- [TEXT]
((
Last year, we purchased 105 acres in the mountains of Western North Carolina that are mostly wooded with about 6 acres of meadows in hollows and plenty of overgrown old logging roads that we'd like to reclaim. The prior owners quit maintaining everything a few years ago except for the lawn around the house and the driveway.

The main driveway is about a 3/4 mile and is useable for now. The other trails and meadows are overgrown and need a lot of work to get back to usable condition. In addition to cleanup, there seems to always be something on the property that needs done (trees, brush, etc).

Our original intent was to hire out local professionals to support the maintenance, but it is clearly cost prohibitive considering the ongoing work required. I'm capable of learning, but an I am admitted "city slicker" with no experience with tractors.

I'm looking for advice!

I tried local dealers with experience in the area, however nothing is in stock. I've found a 2038r in North Florida for what I consider an acceptable deal in these current times. However, the advice from dealer seems limited to their experience in tropical temps and flat ground use. For example: I was told that extra ballast isn't required except for filling up the tires with water (only water). Wheel spacers are not beneficial. I'm not knocking them, because they know their stuff.. just not familiar with the terrain of another area.

So I'm seeking out some advice and support from the forums. My first and major concern is safety with regards to tipping/rolling the tractor in the mountains.

1. My inclinometer has 13 degrees vertical as the max of our main roads on the property and that's just the driveways. I'm very concerned about tipping the tractor and wanting to configure it in the safest way for the mountains.
))
- [INFORMATION GIVEN]
((
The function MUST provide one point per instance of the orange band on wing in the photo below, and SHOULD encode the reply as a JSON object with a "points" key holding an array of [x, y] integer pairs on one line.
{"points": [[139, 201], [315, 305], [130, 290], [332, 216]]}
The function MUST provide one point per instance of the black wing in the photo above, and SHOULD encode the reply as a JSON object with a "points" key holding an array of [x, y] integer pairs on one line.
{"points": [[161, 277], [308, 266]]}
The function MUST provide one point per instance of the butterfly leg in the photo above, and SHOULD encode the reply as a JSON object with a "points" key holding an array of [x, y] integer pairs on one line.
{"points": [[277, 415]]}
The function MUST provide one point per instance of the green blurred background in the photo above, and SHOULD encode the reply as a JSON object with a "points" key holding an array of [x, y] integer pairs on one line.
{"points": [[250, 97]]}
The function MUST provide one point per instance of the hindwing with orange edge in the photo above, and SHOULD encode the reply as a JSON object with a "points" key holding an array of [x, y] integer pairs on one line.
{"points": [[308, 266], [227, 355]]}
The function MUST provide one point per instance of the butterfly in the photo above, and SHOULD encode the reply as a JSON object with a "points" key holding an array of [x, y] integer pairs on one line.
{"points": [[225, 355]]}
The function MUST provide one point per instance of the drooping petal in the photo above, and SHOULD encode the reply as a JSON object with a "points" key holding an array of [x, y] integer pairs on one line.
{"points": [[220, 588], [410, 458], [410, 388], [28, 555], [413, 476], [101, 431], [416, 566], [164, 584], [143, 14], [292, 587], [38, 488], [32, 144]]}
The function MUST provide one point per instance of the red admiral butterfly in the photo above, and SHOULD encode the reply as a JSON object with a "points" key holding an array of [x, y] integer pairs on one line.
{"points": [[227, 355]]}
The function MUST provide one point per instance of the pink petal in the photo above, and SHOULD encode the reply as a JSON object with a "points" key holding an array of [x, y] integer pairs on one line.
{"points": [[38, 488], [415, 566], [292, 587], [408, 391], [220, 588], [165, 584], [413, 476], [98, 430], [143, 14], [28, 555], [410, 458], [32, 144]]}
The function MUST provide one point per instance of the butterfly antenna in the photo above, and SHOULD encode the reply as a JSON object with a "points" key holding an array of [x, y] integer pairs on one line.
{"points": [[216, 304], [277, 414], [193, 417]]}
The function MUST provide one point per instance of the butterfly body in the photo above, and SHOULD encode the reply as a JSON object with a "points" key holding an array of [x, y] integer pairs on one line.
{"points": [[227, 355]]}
))
- [PARTS OF THE EXERCISE]
a) In the post about the mountain property, what is the maximum grade the inclinometer shows on the main roads?
b) Repeat the section of the post about the mountain property that opens with the words containing "Our original intent" and closes with "experience with tractors.".
c) Pick up the post about buying a tractor for the mountain property after its last sentence and write what comes next.

- [TASK ANSWERS]
a) 13 degrees.

b)
Our original intent was to hire out local professionals to support the maintenance, but it is clearly cost prohibitive considering the ongoing work required. I'm capable of learning, but an I am admitted "city slicker" with no experience with tractors.

c)
2. I was going to start with box blade, forks and bush-hog, (and ballast) and wait until determining if I need other equipment. Looking for input on if the standard frontier implements BB2060, RC2060 is adequate.

3. What comparative models would you recommend from Kubota, Massey etc..

4. What advice would you give to someone who is using their equipment higher in the mountains? I would probably use a Zero turn for the lawn grass. Tractor is truly for utility.



Thanks everyone!
Welcome to Western NC and its rocky soil.

I have a 100+ acres in Buncombe county that start at 1900 feet, rise to 3200 feet, and driveway 3/8 of mile long.

The two most important questions you have to answer is: How much time are you willing to devote to maintaining the property and what is your time worth?

Many responders have mentioned important points which I will try to draw together.
Time on machine is critical. Don't expect to be really productive or understand it capabilities until you reach 400 hours on machine.
Machine weight is critical. The heavier the machine the more stable and productive it is.
Weight allows you to put down more pressure when using backhoe or the loader and it gives you more traction on grades.
A tractor is only as capable or useful as the implements it can run.
Expect to spend almost as much on implements as on a good low hour used tractor.
Most tractors, unless they are geared, are basically a large hydraulic pump. The more horsepower the greater the pump flow and pressure and the more work the tractor can do.
Diesel only machine for power ( the ability to do drive the hydraulic pump ).

My M59 scales at 11,200 Lbs with Bradco grapple, filled tires, and backhoe.
Western NC has gets lots of rain and water running down hill carries lots of sediment and quickly erodes driveways.

I use a Kubota M59 with following to maintain and improve my property:
Backhoe with 12 foot dig depth
Kubota hydraulic thumb on 24" wide backhoe bucket
Skidsteer/Quick attach 84" wide loader bucket with 1 yard capacity when heaped
Bradco root rack grapple ( approx 1500 lbs )
Everything Attachments 9 foot box blade with rippers
Cat 2 3 point hitch and drawbar
"Top n Tilt" for 3 pt hitch so I can tilt the box blade to cut ditch or pitch driveway to run into ditch.
Skidsteer/Quick attach McMillen auger ( post hole digger) run off loader 3rd set of valves on joy stick
Skidsteer/Quick attach trailer moving ball hitch implement from CL Fab.
Power rake ( Harley rake ) for 3 point hitch.
Tires filled with beet juice for weight. Beet juice freezes way below any cold temp in NC and is non toxic.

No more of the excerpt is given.